What you will do =>
(1) In the volunteering account by Kim Tsai, what is the name of the camp the writer roamed through day and night?
(2) Retype the passage of the volunteering account between "At the same" and "the island itself.", inclusive.

Provided text =>
-=-=-

– by Kim Tsai –
I’ve long given up the illusion that I can help everybody in this broken world. I was asked today where I draw the line at help and how do I decide who to help? Is there a plan behind my support actions and how not to be overwhelmed at the sheer scale of the problem?
As a volunteer on Lesbos last December, I saw how many volunteers give their all to help as many refugees as possible. Handing out food, distributing clothes and blankets, preparing tea for the masses, or patrolling the shores to look for boats. I did some of that stuff too, but soon decided that in order to put my own skills to good use, I would be better off trying to identify the most vulnerable cases, and providing them with one on one help.
I did organise a lot of mini-information meetings for small groups, by roaming day and night through the camp known as Moria, and providing essential information to people about the registration process, and especially about their onward travel and what to expect, not only on the Balkan route, but also in the countries that they were headed for. I tried to warn them of some of the dangers on route and tried to make sure they had a clearer picture of what asking for asylum actually entails. Due to the lack of translators on the spot, I made tens of calls to friends back in the Netherlands, mainly Arabic speakers, and Dari and Farsi speakers, in order to make sure the groups really understood my message.
At the same time, I knew it was impossible to reach everybody. So I especially kept my eyes open for unaccompanied minors and women travelling alone. Some approached me by chance; others I saw just wandering around the camp.
Boys as young as fourteen or fifteen were travelling alone, and had no notion of the route which lay ahead, nor of the requirements for registration in Greece, let alone in Western Europe. Several had lost all their belongings, including passports and telephones in the sea; others were less fortunate, and stuff had been robbed on the island itself.
As well as providing them with information, I decided to equip those I had met with the stuff they needed to be safe on their journeys ahead. One woman came to me sobbing that her telephone had been stolen; she had no other means to communicate with family members at home, and no money to buy a new telephone. She wanted to call her father, so I gave her my own phone.

-=-=-

Dataset content =>
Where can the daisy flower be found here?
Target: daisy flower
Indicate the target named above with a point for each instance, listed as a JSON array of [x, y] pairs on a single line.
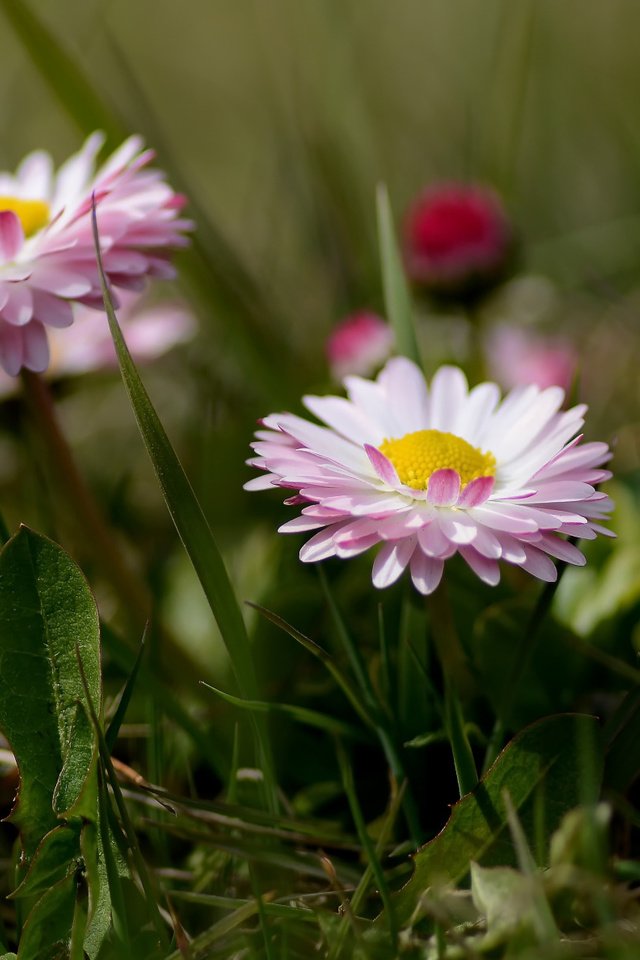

-=-=-

Answers to the exercises =>
(1) Moria

(2)
At the same time, I knew it was impossible to reach everybody. So I especially kept my eyes open for unaccompanied minors and women travelling alone. Some approached me by chance; others I saw just wandering around the camp.
Boys as young as fourteen or fifteen were travelling alone, and had no notion of the route which lay ahead, nor of the requirements for registration in Greece, let alone in Western Europe. Several had lost all their belongings, including passports and telephones in the sea; others were less fortunate, and stuff had been robbed on the island itself.